- **Task statement**
The reply should hold only the lines from the one with "indicate the concrete" through the end of the data, each given exactly.

Records to process below:

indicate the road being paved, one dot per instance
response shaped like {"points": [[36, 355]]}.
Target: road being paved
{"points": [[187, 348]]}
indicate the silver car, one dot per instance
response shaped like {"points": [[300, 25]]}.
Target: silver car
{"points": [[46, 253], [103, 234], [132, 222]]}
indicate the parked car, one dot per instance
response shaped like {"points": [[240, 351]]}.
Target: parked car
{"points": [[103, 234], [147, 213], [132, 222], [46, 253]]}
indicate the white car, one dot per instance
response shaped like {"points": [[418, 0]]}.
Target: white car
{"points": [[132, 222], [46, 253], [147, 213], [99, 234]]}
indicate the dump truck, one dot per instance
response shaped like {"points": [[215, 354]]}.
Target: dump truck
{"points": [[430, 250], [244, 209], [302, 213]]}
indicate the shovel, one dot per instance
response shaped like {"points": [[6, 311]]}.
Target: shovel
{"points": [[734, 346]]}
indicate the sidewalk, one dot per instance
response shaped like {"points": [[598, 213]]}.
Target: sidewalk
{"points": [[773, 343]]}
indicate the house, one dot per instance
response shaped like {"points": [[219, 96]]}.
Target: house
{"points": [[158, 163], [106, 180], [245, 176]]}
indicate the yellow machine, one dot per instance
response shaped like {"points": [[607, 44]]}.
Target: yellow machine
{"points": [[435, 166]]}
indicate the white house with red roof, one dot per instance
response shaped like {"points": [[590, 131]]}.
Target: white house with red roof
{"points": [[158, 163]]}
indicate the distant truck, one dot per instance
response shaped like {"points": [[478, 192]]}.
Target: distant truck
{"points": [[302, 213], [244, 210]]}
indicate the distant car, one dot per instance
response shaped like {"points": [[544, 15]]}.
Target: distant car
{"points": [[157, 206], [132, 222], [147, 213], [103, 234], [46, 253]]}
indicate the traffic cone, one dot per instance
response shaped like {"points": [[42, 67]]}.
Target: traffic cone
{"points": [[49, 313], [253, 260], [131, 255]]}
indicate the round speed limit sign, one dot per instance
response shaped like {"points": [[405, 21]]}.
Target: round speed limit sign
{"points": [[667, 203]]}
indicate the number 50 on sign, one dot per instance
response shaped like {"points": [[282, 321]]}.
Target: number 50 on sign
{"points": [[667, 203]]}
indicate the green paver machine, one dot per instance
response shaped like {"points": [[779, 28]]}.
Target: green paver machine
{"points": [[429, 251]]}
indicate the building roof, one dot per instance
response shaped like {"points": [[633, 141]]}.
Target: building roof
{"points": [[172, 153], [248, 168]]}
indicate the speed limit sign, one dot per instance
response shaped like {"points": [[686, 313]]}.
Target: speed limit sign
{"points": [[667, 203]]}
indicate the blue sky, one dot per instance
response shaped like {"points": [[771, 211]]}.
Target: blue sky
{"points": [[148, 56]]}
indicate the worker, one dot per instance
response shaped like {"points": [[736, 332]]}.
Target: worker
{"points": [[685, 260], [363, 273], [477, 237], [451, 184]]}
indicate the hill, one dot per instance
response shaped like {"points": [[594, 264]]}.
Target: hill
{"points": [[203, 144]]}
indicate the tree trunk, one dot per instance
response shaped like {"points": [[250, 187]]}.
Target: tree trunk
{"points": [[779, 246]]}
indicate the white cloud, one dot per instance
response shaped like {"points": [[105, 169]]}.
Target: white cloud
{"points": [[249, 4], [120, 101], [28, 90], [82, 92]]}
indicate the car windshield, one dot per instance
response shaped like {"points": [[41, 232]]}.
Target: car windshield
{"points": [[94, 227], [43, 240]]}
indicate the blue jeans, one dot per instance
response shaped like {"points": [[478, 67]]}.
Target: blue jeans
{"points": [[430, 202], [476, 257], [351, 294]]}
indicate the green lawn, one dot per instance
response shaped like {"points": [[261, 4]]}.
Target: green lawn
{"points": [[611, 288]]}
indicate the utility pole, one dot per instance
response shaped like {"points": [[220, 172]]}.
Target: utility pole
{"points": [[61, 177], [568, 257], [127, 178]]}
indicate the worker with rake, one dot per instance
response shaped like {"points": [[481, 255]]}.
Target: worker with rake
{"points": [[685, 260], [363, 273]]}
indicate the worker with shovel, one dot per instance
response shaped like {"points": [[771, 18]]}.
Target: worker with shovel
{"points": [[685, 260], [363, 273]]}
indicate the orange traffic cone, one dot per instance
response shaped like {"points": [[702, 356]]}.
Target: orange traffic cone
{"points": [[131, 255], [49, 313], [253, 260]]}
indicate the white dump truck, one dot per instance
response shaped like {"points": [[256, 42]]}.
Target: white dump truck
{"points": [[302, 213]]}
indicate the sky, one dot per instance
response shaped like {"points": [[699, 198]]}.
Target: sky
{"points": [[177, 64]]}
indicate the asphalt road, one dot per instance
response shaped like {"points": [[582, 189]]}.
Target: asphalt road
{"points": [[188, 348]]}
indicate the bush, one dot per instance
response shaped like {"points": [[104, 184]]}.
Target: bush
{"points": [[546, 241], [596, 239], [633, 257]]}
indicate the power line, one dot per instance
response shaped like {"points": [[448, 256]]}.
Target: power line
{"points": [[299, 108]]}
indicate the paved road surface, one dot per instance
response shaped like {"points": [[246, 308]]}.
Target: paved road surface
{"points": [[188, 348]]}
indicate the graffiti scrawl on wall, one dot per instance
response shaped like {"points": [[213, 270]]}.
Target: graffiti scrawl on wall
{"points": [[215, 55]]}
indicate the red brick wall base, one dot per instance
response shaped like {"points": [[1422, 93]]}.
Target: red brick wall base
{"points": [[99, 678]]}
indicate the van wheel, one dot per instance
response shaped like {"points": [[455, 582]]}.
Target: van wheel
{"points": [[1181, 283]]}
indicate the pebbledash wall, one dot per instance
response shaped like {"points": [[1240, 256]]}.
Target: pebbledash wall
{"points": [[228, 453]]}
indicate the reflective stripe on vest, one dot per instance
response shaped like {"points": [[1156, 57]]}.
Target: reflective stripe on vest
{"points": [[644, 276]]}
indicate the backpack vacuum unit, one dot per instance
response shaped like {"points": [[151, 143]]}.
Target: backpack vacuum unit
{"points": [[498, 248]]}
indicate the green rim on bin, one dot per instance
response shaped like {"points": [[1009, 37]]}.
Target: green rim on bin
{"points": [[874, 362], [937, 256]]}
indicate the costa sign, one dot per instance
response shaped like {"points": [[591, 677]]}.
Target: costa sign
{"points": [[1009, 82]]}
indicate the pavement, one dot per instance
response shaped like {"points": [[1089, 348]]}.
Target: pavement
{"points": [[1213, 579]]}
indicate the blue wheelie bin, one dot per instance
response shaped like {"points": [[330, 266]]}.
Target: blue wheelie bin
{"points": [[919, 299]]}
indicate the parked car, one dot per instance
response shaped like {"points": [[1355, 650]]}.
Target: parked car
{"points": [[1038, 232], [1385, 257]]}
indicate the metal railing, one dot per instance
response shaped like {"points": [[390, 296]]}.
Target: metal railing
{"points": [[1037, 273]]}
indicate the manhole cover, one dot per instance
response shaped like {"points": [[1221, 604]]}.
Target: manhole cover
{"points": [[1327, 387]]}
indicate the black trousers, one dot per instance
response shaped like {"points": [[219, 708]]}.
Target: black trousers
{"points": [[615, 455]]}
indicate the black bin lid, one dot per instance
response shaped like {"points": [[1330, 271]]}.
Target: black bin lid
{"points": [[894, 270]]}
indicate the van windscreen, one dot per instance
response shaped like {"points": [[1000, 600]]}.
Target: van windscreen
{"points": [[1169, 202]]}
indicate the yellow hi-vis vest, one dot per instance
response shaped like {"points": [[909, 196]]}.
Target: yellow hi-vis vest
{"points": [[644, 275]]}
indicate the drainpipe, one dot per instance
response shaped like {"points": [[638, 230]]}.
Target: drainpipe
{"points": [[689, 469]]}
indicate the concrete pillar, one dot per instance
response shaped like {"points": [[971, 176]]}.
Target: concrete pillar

End of Records to process.

- **Exercise response**
indicate the concrete pillar, one dot per instance
response shaped like {"points": [[971, 176]]}.
Target: concrete pillar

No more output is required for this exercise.